*** Opening Data for the task ***

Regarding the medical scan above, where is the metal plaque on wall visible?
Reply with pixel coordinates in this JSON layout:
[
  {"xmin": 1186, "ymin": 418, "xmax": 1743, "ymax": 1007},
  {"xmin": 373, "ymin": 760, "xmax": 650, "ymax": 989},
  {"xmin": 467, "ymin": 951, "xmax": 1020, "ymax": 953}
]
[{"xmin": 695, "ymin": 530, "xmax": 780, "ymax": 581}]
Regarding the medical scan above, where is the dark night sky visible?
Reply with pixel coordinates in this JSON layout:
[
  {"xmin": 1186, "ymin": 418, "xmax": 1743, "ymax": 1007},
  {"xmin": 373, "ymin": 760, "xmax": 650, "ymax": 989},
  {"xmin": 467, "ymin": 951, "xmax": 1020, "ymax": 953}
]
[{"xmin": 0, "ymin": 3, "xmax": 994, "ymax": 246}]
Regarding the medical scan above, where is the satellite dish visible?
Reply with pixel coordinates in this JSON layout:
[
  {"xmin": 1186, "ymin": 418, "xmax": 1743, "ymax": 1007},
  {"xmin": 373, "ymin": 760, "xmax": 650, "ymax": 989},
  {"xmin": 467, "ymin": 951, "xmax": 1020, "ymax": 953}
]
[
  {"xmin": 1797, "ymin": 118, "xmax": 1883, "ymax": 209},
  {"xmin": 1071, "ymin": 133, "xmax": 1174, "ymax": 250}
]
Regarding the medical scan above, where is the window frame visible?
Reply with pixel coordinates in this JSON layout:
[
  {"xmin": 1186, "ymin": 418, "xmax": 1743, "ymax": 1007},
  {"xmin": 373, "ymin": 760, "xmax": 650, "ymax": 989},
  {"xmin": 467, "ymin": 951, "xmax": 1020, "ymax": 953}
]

*** Closing Data for the task ***

▶ [Brief] Transcribe the data in full, matching every line exactly.

▶ [Completed task]
Regarding the medical scan above, where is the metal plaque on wall visible?
Reply with pixel coordinates in this JSON layout:
[
  {"xmin": 1186, "ymin": 418, "xmax": 1743, "ymax": 1007},
  {"xmin": 373, "ymin": 760, "xmax": 650, "ymax": 989},
  {"xmin": 467, "ymin": 951, "xmax": 1020, "ymax": 953}
]
[{"xmin": 695, "ymin": 530, "xmax": 780, "ymax": 581}]
Regarding the medical scan above, where is the dark night sky visible?
Reply with pixel coordinates in this JSON layout:
[
  {"xmin": 1186, "ymin": 418, "xmax": 1743, "ymax": 1007},
  {"xmin": 373, "ymin": 760, "xmax": 650, "ymax": 989},
  {"xmin": 467, "ymin": 951, "xmax": 1020, "ymax": 953}
]
[{"xmin": 0, "ymin": 3, "xmax": 994, "ymax": 246}]
Regarding the medical scan above, where is the satellite dish visible?
Reply with pixel coordinates in this JSON layout:
[
  {"xmin": 1186, "ymin": 418, "xmax": 1743, "ymax": 1007},
  {"xmin": 373, "ymin": 760, "xmax": 650, "ymax": 989},
  {"xmin": 467, "ymin": 951, "xmax": 1020, "ymax": 953}
]
[
  {"xmin": 1797, "ymin": 118, "xmax": 1883, "ymax": 209},
  {"xmin": 1071, "ymin": 133, "xmax": 1174, "ymax": 250}
]
Regarding the medical scan above, where is the window frame visible?
Reply with pixel coordinates in this JSON layout:
[
  {"xmin": 1186, "ymin": 418, "xmax": 1743, "ymax": 1007},
  {"xmin": 373, "ymin": 760, "xmax": 650, "ymax": 989},
  {"xmin": 467, "ymin": 951, "xmax": 1020, "ymax": 953}
]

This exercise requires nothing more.